--- begin Materials provided ---
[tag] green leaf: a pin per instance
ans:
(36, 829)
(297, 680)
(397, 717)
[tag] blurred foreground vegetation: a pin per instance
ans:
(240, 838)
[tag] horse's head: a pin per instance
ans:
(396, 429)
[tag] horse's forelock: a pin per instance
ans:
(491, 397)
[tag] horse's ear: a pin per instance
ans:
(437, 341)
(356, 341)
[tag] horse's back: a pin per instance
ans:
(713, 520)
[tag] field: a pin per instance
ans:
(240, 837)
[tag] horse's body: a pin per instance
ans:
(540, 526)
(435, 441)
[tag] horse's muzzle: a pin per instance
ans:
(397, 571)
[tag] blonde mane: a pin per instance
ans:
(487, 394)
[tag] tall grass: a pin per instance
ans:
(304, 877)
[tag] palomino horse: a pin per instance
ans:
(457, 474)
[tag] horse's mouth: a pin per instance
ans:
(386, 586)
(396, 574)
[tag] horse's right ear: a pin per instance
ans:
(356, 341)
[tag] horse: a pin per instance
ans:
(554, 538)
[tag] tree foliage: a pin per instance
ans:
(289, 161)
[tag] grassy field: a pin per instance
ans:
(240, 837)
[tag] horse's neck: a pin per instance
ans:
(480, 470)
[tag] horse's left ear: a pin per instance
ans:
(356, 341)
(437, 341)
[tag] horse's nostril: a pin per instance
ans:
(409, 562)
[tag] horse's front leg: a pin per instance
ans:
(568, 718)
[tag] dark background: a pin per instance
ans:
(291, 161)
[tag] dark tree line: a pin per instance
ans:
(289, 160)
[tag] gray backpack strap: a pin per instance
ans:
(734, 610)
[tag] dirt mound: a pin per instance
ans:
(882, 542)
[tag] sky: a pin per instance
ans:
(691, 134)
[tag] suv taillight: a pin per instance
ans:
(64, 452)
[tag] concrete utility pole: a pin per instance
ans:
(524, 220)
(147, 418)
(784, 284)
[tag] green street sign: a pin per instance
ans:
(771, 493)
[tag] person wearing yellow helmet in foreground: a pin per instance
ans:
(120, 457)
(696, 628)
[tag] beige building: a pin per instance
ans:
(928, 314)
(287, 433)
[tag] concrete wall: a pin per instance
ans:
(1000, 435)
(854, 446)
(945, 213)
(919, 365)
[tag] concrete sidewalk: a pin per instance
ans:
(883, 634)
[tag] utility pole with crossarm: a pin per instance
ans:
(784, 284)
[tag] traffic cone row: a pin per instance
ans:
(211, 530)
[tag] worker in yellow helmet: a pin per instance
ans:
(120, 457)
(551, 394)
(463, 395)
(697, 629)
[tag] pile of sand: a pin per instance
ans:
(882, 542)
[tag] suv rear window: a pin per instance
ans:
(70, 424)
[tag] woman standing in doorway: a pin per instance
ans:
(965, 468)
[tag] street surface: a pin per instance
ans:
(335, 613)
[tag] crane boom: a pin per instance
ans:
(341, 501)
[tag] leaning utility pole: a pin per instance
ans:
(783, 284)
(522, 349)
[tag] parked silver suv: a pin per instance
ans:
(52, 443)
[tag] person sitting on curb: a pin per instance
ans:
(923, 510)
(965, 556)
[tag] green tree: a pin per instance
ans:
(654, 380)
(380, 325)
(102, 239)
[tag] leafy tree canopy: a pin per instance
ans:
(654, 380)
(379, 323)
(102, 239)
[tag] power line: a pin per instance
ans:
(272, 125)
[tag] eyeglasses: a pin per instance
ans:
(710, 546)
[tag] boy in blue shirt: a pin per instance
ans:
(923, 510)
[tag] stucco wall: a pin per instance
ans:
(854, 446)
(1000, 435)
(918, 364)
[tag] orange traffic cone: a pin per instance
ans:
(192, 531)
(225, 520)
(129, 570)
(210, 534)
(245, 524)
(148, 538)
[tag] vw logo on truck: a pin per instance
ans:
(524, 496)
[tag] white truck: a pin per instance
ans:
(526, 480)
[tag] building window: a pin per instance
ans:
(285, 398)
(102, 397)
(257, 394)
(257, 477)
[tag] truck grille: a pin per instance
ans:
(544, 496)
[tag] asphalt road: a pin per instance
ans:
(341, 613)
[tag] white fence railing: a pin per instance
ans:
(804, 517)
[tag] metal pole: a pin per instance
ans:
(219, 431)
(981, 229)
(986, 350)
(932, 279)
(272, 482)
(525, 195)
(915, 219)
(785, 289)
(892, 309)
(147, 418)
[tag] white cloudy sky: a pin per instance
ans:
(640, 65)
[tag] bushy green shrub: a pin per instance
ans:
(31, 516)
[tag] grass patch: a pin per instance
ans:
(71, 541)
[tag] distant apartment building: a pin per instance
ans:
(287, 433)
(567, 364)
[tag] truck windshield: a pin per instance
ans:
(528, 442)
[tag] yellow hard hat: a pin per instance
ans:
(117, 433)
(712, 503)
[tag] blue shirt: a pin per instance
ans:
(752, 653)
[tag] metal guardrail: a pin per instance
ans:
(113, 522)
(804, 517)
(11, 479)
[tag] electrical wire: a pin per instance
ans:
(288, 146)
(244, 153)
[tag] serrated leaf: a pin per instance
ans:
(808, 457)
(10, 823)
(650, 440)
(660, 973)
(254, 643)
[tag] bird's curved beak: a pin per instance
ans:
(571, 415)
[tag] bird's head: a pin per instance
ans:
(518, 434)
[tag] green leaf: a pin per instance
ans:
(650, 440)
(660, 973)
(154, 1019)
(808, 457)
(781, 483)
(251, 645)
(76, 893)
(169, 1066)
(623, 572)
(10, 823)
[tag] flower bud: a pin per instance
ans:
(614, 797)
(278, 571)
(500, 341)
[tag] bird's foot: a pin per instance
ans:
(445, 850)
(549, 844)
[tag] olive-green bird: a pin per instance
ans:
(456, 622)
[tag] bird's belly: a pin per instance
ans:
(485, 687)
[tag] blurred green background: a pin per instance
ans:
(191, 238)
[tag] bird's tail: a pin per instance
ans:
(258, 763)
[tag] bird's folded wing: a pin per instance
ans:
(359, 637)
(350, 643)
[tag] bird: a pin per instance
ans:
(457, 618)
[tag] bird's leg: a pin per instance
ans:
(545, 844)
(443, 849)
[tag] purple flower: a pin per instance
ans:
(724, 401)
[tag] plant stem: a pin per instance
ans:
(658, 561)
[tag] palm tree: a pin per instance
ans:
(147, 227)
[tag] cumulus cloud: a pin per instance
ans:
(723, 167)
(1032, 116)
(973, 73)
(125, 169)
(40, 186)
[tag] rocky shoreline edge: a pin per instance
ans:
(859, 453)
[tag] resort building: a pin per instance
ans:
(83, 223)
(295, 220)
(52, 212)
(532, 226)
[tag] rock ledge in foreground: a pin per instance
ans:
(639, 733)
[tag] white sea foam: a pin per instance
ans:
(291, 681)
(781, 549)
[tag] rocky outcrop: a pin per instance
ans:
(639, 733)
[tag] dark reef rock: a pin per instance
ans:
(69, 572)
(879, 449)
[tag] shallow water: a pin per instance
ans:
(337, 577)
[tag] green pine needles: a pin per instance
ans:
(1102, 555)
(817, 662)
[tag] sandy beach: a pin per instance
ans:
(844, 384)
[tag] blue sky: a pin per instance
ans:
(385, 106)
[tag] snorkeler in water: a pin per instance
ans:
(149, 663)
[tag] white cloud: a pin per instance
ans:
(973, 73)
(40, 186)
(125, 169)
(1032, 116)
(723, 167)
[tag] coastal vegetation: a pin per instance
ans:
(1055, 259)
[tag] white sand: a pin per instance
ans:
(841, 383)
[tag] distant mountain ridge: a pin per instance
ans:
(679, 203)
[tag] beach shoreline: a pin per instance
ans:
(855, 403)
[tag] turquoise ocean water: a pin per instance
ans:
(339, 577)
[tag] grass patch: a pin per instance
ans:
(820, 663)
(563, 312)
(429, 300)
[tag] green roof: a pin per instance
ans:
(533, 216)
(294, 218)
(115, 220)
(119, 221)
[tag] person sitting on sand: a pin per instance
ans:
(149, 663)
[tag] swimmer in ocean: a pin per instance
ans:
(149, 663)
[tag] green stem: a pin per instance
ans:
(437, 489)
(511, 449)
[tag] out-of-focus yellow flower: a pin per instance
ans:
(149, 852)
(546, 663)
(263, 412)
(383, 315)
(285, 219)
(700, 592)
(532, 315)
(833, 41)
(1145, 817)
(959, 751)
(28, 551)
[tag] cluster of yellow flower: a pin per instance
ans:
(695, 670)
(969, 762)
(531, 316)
--- end Materials provided ---
-- Directive --
Repeat exactly, and only, the lines from the one containing "[tag] white cloud: a pin per instance" through the end of the material.

-- Final result --
[tag] white cloud: a pin per instance
ans:
(973, 73)
(40, 186)
(125, 169)
(1032, 116)
(723, 167)
[tag] coastal vegetation: a pin per instance
ans:
(1055, 259)
[tag] white sand: a pin per instance
ans:
(841, 383)
[tag] distant mountain ridge: a pin per instance
ans:
(679, 203)
[tag] beach shoreline: a pin per instance
ans:
(855, 403)
[tag] turquoise ocean water: a pin per instance
ans:
(339, 577)
[tag] grass patch: a pin per instance
ans:
(820, 663)
(563, 312)
(429, 300)
[tag] green roof: a pin per instance
ans:
(533, 216)
(294, 218)
(115, 220)
(119, 221)
[tag] person sitting on sand: a pin per instance
ans:
(149, 663)
[tag] swimmer in ocean: a pin per instance
ans:
(149, 663)
[tag] green stem: a pin per instance
ans:
(437, 489)
(511, 449)
[tag] out-of-focus yellow flower: a pin per instance
ans:
(149, 852)
(546, 663)
(263, 412)
(383, 315)
(285, 219)
(700, 592)
(532, 315)
(833, 41)
(1145, 817)
(959, 751)
(28, 551)
[tag] cluster of yellow flower: a pin per instance
ans:
(695, 670)
(969, 762)
(531, 316)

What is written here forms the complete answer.